**GIVEN REQUEST**.
From the passage below on old men in kids' movies, reproduce word for word the part starting with "Listen, we understand" and going on through "from Kids Movies.".

**PAGE**.
It’s not really fair that old men are called creepy for doing just normal everyday things, but it happens. If an old man says anything to a kid, someone somewhere is going to interpret it wrongly. There’s a pedo craze going around, and it’s hard to shake. Now, having said that, we do agree that there are some creepy old men in film. Most of it is unintentional, but they say and do strange things sometimes. It just so happens that old male companions used to be a mainstay in kids’ movies. The wise old man or the strange old mysterious man was the go-to helper for kids. Back in the day, a child character in a film could hang out all day with an old guy without anyone raising an eyebrow. Nowadays, we watch those same movies and can’t help but shake the bad thoughts that we get. What’s this old guy up to? What are his intentions?
Listen, we understand that these old timers are almost always completely innocent. For the most part, it wasn’t the intention of the filmmaker to make these guys out to be creeps. Most of these guys were sweet and helpful. We don’t want to villainize them, but times have changed. We’re just stating what everyone is thinking. If you weren’t thinking it, you are now. Sorry about that. So, why don’t we get started on breaking down some of the foundational films of your childhood? We’ll take a look at some of the men who were acting creepy, and we didn’t really realize it until now. Here are 15 Unintentionally Creepy Old Men from Kids Movies.

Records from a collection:
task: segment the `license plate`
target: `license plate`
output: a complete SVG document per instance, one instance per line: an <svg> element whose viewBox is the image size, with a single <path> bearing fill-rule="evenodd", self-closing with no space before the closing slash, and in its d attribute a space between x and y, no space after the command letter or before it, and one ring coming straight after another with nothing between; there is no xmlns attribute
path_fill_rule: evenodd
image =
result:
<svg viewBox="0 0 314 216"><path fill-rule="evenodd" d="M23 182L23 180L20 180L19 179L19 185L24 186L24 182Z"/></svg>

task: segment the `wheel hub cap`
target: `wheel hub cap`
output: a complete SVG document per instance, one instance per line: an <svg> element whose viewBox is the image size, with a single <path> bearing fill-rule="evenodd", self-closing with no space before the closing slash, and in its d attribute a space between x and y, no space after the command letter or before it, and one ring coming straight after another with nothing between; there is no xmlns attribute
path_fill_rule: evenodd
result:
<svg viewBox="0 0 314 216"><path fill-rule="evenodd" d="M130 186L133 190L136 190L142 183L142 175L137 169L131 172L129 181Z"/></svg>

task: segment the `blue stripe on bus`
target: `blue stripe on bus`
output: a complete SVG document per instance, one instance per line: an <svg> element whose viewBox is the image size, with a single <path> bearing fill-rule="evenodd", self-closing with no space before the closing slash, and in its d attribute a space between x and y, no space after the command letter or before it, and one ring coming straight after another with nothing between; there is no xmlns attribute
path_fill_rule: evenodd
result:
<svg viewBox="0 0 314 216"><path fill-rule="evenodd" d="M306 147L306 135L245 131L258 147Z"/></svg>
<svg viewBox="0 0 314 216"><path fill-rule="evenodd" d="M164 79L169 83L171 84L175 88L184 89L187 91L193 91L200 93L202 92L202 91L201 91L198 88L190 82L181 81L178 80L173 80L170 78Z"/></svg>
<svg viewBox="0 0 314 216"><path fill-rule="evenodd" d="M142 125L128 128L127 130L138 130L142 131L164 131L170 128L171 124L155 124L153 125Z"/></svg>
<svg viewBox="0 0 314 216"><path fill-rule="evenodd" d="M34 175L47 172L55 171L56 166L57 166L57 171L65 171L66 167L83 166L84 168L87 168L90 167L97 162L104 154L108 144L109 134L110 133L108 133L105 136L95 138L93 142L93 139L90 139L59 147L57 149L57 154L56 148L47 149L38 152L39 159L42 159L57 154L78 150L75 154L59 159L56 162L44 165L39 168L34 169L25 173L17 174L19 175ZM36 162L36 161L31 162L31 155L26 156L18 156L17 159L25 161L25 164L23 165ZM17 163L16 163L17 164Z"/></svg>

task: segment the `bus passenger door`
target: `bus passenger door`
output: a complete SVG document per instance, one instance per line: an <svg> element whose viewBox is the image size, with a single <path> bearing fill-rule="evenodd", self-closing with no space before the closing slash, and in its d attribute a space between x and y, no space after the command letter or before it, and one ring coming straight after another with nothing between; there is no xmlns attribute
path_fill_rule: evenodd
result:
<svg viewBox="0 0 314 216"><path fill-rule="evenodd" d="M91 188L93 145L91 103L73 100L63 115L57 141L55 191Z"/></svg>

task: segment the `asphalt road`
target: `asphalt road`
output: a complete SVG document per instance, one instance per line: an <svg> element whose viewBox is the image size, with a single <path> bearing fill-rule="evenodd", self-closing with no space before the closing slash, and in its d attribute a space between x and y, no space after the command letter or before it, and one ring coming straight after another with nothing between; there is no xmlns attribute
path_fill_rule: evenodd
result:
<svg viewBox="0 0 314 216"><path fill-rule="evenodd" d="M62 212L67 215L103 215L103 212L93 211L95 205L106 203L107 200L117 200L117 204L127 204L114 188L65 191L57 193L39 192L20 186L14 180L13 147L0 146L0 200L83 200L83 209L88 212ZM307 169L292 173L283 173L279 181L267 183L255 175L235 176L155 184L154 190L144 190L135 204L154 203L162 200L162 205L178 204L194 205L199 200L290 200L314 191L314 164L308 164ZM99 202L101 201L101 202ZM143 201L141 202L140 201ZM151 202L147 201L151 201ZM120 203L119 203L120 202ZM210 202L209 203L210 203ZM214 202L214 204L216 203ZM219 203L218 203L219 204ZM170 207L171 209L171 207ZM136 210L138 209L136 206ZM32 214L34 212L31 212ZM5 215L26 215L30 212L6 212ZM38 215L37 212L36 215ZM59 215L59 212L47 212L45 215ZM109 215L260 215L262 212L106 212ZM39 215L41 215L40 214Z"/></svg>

**RESULT FOR THIS TASK**.
Listen, we understand that these old timers are almost always completely innocent. For the most part, it wasn’t the intention of the filmmaker to make these guys out to be creeps. Most of these guys were sweet and helpful. We don’t want to villainize them, but times have changed. We’re just stating what everyone is thinking. If you weren’t thinking it, you are now. Sorry about that. So, why don’t we get started on breaking down some of the foundational films of your childhood? We’ll take a look at some of the men who were acting creepy, and we didn’t really realize it until now. Here are 15 Unintentionally Creepy Old Men from Kids Movies.